▶ [Task prompt] Which lines in the data below contain the string "shirt"? Show each one.

(Items listed in a dataset)
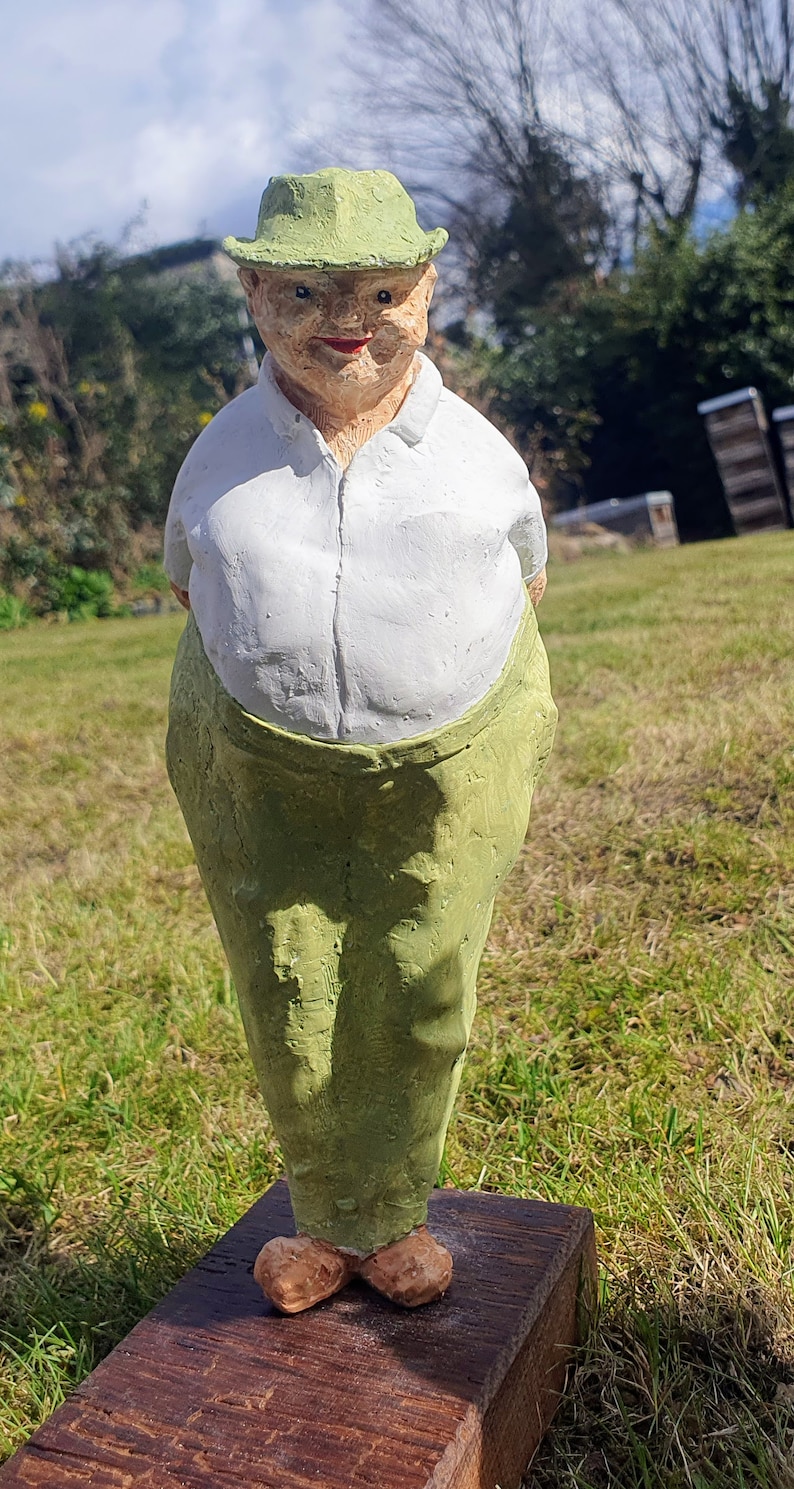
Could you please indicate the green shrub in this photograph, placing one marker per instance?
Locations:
(12, 612)
(85, 594)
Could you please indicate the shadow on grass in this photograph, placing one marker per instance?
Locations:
(678, 1391)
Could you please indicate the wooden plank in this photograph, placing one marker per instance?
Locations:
(216, 1389)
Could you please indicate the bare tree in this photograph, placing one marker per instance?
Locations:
(656, 103)
(458, 100)
(674, 91)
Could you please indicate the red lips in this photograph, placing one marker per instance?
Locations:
(343, 344)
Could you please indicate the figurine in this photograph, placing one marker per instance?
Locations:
(359, 713)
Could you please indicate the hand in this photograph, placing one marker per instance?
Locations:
(537, 588)
(185, 599)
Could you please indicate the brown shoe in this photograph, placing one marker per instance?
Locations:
(295, 1272)
(410, 1272)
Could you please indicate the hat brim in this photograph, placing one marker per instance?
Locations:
(258, 253)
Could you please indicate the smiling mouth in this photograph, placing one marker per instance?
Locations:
(347, 346)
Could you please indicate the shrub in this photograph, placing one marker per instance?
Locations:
(12, 612)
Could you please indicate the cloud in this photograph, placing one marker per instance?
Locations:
(183, 104)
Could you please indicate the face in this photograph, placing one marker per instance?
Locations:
(346, 337)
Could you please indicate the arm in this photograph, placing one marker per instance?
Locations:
(185, 599)
(537, 588)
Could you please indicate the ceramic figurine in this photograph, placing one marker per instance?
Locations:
(359, 713)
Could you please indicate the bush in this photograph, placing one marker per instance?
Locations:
(87, 594)
(12, 612)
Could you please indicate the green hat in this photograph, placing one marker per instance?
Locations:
(337, 219)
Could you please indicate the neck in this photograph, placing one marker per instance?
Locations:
(347, 428)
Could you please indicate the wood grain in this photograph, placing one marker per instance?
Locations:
(215, 1388)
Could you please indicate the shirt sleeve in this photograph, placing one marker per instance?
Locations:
(528, 536)
(176, 559)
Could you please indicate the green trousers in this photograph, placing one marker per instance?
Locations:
(353, 889)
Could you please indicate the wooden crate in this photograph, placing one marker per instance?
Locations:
(784, 422)
(216, 1389)
(738, 432)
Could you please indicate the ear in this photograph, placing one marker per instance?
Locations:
(429, 280)
(249, 280)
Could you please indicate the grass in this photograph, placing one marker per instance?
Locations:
(633, 1049)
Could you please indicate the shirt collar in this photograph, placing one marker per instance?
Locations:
(410, 422)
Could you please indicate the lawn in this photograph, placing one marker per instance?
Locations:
(633, 1049)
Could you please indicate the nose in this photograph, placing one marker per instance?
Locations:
(346, 313)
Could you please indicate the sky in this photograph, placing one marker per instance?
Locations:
(158, 118)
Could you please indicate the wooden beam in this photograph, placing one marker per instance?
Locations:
(216, 1391)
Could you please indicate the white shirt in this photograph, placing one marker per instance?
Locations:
(364, 605)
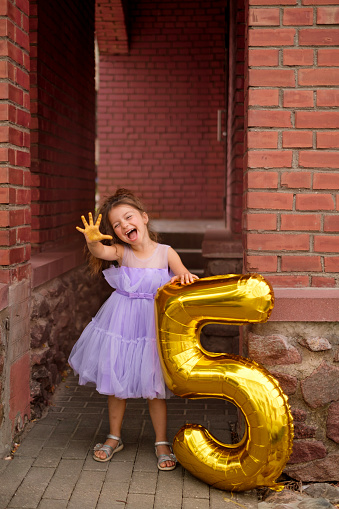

▶ [Finished exercise]
Could you please indicate the shirt sleeve in this photograph, placing one marker per instance?
Could you please indicate the shirt collar in this photograph, placing one marker per instance?
Could you please indicate the white shirt in this photograph, placing one marker per instance?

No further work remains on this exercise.